Work to do:
From the data below, select each line that contains the word "green". Letter case is significant.

Exercise inputs:
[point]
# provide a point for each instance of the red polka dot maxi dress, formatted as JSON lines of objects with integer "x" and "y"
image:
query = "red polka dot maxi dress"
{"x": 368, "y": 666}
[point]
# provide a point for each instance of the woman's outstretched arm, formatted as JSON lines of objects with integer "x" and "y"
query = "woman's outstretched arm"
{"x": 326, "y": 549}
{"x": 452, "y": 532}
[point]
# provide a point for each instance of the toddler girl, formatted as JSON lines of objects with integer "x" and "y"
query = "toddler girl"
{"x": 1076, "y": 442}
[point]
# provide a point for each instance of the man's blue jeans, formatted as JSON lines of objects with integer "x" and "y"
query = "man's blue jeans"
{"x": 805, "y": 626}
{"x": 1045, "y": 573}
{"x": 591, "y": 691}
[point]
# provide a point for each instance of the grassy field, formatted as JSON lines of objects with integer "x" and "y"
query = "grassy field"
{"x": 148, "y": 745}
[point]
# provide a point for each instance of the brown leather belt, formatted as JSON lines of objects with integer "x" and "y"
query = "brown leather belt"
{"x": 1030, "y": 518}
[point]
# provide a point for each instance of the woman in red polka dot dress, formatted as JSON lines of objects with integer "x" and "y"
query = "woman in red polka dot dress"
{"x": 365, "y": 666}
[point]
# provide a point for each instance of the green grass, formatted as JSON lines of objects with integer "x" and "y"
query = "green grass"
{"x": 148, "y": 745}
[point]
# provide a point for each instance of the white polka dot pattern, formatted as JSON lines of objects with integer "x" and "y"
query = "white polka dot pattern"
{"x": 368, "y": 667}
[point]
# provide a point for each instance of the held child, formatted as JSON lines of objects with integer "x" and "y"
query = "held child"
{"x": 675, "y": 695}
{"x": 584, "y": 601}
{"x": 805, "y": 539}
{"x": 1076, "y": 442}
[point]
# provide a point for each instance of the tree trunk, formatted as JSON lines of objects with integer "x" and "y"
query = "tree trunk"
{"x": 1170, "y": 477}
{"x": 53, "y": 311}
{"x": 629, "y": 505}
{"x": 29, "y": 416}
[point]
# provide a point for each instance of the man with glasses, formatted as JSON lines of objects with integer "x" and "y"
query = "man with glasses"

The result:
# provide a point for each instance of the green grass, formatted as JSON lines of objects with integer "x" and "y"
query = "green grass"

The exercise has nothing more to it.